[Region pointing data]
::::::::

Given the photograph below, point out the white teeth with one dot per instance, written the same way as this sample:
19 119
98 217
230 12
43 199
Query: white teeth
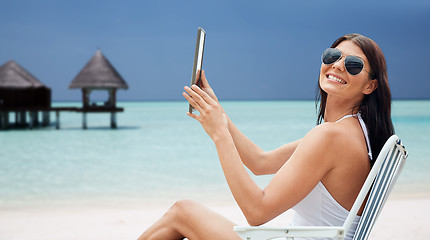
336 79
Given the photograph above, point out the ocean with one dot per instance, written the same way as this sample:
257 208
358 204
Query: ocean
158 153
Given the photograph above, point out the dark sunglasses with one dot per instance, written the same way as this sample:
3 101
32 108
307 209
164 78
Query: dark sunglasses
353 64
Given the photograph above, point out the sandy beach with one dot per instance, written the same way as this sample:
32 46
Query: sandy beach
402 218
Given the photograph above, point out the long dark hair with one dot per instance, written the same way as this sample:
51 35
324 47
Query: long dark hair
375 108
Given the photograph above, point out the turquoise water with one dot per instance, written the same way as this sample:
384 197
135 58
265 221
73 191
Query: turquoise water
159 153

::::::::

(WHAT IS NEEDED) Copy all lines above where "photograph" is present.

(SOLUTION)
Given the photograph below, point out the white teeth with one dot per instance, written the same way as this sample:
Given the photograph above, point out the ocean with one dot per instance, written the same way as this sample:
Given the photograph above, point out the dark sunglasses with one dot per instance, written the same way as this sample:
Given the photograph above, point out the sandy beach with one dot per instance, written the same way as this sample:
Given the photograph above, point out the long dark hair with one dot per instance, written the same way as this sample:
Given the photograph above, point out the turquoise water with one dot per instance, written the same way as this sample:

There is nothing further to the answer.